* WORK TO COMPLETE
Once every line in the data below has been checked for "instance", give the number of lines that hold it, and only that.

BEGIN PROVIDED ENTRIES

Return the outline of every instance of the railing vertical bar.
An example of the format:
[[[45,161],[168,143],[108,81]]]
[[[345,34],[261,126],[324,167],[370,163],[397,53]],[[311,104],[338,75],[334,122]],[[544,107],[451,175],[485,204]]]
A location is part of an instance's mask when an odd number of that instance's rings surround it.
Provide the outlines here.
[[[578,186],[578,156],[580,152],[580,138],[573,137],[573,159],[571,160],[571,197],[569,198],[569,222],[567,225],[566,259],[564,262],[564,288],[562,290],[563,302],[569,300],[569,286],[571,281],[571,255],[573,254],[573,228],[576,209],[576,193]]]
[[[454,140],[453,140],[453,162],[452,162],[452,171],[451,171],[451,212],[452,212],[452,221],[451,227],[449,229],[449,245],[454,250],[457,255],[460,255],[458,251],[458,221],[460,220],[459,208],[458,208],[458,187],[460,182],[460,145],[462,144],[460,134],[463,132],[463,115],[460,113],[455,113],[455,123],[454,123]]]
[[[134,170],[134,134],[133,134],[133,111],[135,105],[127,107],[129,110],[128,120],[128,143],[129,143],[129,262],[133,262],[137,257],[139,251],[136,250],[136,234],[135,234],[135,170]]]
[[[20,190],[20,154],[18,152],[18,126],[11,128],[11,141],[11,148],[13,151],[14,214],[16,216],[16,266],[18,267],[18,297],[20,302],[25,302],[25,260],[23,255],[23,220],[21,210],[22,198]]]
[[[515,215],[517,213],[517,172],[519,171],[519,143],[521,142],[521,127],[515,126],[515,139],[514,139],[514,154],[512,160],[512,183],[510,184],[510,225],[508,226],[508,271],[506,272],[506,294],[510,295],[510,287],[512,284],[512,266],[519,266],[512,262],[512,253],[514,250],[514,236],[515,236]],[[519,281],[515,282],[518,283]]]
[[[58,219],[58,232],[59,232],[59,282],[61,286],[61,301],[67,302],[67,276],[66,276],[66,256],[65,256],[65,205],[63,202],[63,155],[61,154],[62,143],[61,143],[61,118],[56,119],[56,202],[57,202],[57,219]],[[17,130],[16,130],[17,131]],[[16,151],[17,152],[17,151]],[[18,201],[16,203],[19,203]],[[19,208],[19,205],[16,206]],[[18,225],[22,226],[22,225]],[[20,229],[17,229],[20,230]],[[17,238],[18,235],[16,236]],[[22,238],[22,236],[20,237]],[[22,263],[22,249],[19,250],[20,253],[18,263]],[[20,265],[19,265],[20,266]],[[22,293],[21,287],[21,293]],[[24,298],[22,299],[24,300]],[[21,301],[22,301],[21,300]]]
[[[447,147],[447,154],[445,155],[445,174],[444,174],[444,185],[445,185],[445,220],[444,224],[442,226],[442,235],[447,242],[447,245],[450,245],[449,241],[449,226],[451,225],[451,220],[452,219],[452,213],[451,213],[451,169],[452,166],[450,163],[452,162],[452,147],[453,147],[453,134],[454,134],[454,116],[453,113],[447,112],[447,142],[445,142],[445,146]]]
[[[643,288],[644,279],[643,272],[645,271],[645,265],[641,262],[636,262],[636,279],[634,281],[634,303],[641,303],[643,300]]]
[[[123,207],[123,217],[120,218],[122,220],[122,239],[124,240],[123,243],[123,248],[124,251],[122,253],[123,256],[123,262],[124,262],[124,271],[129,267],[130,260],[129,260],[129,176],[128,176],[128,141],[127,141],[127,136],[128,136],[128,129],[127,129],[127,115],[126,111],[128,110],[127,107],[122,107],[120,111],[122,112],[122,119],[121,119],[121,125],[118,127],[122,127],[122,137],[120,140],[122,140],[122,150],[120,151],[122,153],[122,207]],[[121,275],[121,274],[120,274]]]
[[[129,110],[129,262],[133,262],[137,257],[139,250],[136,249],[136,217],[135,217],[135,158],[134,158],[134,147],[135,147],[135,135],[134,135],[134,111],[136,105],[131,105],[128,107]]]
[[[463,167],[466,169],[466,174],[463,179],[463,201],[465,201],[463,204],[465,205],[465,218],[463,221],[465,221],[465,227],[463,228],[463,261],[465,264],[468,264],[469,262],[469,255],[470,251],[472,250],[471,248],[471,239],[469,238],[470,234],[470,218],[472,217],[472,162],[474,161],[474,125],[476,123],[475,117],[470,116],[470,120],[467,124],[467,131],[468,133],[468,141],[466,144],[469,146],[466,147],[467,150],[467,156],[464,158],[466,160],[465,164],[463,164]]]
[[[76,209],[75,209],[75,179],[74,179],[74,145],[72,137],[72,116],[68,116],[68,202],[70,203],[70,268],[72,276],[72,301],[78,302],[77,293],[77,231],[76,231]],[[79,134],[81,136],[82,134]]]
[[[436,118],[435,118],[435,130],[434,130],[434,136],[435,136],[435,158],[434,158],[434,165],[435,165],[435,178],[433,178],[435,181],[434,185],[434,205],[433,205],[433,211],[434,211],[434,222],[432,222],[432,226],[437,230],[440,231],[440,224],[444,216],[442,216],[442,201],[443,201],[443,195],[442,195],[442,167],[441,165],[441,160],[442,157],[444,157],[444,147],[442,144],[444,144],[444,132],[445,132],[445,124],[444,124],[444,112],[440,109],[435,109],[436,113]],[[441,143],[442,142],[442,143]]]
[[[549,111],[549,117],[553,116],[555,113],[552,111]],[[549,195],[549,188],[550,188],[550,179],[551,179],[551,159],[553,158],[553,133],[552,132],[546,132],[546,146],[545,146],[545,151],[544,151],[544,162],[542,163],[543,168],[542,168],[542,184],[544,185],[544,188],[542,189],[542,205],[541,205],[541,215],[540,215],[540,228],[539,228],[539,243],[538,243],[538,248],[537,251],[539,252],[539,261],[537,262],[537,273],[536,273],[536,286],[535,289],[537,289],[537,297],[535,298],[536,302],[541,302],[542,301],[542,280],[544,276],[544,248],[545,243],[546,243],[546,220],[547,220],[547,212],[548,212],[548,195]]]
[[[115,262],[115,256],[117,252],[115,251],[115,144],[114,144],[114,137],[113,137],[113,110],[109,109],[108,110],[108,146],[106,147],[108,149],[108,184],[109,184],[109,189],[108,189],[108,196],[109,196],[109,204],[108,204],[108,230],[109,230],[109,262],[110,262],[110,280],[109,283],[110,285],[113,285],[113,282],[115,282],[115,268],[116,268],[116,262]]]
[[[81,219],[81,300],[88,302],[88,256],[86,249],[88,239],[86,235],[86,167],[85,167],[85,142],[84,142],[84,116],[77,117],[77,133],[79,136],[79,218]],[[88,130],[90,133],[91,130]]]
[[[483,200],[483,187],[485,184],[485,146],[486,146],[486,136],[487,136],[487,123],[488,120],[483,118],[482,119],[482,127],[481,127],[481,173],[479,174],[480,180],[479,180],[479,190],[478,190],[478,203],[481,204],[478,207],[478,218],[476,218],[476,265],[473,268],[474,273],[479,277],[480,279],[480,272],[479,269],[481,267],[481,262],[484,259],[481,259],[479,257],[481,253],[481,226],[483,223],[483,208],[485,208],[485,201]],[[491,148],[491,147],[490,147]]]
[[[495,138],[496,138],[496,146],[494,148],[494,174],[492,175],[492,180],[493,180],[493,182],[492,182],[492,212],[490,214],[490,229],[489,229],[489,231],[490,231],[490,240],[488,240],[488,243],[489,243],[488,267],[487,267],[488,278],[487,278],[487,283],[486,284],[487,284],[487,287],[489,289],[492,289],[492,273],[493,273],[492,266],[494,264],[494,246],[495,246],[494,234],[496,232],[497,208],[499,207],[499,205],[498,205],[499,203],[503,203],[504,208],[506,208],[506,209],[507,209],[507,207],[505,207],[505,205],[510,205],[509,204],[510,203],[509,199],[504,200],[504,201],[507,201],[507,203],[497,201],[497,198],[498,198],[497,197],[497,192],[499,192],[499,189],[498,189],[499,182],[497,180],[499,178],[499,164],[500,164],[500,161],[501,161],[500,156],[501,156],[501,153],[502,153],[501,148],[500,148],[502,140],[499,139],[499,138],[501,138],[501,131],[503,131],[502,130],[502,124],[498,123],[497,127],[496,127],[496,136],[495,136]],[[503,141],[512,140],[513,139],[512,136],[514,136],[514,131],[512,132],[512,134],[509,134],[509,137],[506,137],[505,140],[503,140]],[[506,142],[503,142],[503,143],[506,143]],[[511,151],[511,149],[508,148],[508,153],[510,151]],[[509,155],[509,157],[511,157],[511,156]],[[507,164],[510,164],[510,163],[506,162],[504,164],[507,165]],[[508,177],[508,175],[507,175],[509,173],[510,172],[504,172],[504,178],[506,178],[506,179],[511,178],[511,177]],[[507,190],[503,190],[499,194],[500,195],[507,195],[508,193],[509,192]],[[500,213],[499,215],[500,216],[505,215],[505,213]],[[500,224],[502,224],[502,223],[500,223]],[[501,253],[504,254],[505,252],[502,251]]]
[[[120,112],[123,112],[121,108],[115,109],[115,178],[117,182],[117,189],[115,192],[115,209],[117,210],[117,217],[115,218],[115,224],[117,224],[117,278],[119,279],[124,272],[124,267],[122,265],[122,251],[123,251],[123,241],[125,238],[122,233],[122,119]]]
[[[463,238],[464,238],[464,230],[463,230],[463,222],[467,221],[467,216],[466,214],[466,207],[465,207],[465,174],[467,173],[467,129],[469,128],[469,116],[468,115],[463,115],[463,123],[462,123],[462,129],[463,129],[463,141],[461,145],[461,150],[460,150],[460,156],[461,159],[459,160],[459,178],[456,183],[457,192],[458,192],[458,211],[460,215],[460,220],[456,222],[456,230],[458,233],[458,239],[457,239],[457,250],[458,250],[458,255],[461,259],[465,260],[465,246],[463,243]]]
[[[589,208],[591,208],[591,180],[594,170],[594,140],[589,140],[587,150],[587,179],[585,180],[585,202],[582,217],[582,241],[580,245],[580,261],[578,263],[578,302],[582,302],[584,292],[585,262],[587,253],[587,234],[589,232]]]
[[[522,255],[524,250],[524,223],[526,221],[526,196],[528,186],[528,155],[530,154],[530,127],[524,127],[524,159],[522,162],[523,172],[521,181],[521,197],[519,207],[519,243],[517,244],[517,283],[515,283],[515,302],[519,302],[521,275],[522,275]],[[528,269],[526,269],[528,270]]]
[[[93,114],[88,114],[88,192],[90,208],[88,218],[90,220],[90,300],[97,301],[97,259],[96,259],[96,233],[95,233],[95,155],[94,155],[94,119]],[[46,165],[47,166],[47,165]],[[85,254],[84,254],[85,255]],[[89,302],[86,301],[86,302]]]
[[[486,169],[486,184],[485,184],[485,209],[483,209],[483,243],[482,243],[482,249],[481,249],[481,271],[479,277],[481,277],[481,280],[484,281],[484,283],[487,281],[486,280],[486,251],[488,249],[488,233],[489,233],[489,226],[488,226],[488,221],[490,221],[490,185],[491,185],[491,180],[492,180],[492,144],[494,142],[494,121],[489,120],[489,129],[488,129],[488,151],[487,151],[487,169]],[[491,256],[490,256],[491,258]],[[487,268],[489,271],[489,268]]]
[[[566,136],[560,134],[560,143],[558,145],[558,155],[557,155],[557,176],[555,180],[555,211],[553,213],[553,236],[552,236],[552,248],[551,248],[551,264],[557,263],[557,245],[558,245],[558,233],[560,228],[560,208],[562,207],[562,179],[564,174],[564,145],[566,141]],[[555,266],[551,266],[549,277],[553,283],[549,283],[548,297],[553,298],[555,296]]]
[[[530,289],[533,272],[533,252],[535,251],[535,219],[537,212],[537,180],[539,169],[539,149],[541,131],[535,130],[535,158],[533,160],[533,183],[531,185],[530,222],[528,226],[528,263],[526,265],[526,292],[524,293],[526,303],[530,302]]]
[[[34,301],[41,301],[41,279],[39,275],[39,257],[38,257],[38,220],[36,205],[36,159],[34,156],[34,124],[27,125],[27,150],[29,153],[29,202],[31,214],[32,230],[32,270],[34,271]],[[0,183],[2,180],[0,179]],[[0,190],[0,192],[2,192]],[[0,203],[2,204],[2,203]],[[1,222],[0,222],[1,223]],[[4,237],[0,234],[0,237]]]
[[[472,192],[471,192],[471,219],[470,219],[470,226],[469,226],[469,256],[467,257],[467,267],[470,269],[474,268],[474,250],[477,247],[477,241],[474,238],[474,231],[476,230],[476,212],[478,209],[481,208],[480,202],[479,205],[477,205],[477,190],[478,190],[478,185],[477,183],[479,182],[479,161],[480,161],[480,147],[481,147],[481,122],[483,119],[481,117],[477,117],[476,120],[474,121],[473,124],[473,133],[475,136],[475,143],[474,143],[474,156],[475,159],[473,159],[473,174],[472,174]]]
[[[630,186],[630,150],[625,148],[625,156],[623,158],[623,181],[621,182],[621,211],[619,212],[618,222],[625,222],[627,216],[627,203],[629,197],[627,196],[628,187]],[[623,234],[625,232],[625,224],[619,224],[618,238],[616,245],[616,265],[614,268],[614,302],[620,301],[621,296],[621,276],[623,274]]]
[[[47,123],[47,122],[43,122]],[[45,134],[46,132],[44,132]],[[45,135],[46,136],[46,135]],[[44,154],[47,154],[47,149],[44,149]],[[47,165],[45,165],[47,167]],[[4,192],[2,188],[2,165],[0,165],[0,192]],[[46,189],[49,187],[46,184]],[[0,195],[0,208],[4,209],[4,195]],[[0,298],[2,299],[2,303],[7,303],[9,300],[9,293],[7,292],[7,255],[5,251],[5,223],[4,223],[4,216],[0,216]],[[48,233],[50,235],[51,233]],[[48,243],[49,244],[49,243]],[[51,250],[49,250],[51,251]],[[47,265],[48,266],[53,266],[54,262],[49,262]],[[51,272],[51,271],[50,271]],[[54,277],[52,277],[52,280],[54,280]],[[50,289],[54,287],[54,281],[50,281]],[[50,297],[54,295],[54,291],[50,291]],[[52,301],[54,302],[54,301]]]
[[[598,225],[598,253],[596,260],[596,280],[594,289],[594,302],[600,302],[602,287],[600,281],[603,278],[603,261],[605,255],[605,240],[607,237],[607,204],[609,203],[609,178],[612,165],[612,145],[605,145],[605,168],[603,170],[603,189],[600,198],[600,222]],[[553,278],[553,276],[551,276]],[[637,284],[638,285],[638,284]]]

END PROVIDED ENTRIES

* RESULT OF THIS TASK
2